This list is for non-fiction books.
We agree about Darwin's Black Box.
I am pleased to see Witness that high in the list. It is one of the most stunning books I've ever read. I am even more pleased to see Tractatus Logico-Philosophicus there but it doesn't really belong - it is very, very difficult and indecipherable in a bad translation. But if all you take away is the first line - "The world consists not of things, but of facts," you will blow away most of the Marxian crap that so infested the 20th century and all of the ridiculous postmodern puppet show that has pretended to replace philosophy with nihilism.
Very, very pleased to see Paul Johnson included. Orwell's Homage to Catalonia was the break of a brilliant mind from obscurantist garbage by way of a real war. Eggs aren't broken to make Lenin's omelet, people are. What else? Wolfe gets a double portion and it's deserved. Keegan is there. Churchill, of course.
A couple of modest suggestions - Human Action by Ludwig von Mises and The Rise and Fall of the Third Reich by William Shirer. And maybe History of Western Philosophy by Bertrand Russell.
I didn't see Naughty Nurses In Bondage but dang it, that's a classic too...
I'll second your Wm. Shirer nomination.
I'll second your Wm. Shirer nomination.
I'll third that. It's in my personal top ten.
...after he forsook America and moved to Europe (England?).
What misplaced arrogance.
Perhaps it's on the list, but I didn't see it - but I'd put in the treatise on the American Language by H.L. Mencken. It's still in print, highly readable and surprisingly current.

**Problems to work on**:
1. Quote the book-list comments from "I am pleased" up to and including "philosophy with nihilism.".
2. Extend the book-list comments with new writing that picks up after their final line.
The data that comes next isn't needed for anything here.

**Data**:
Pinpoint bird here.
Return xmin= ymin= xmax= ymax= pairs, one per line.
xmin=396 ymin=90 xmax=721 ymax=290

**Expected answers**:
1.
I am pleased to see Witness that high in the list. It is one of the most stunning books I've ever read. I am even more pleased to see Tractatus Logico-Philosophicus there but it doesn't really belong - it is very, very difficult and indecipherable in a bad translation. But if all you take away is the first line - "The world consists not of things, but of facts," you will blow away most of the Marxian crap that so infested the 20th century and all of the ridiculous postmodern puppet show that has pretended to replace philosophy with nihilism.

2.
"the ridiculous postmodern puppet show that has pretended to replace philosophy with nihilism."
What! Noam Chomsky -- voted the greatest intellectual on the planet, ever, I mean like you know dude, like ever -- not on the list!!!! Awe man, he's smarter than the Democrat chimp president we voted in. <s/
some of the folks who drew up this list badly need a headbash delivered with none other than "The True Believer" by Eric Hoffer
The list is interesting and for my 2 cents I would've included T. Wolfe's "From BauHaus to Our House" insted of either Mau-Mau or Electric Kool-Aid. Although both of those books are good in their own right, BauHaus destroyed Modern Architecture completely, utterly and immediately.
I also would have liked to have seen B Tuchman somewhere on the list simply because she made history readable and in that way has been quite influential, I think, on a number of historians since then.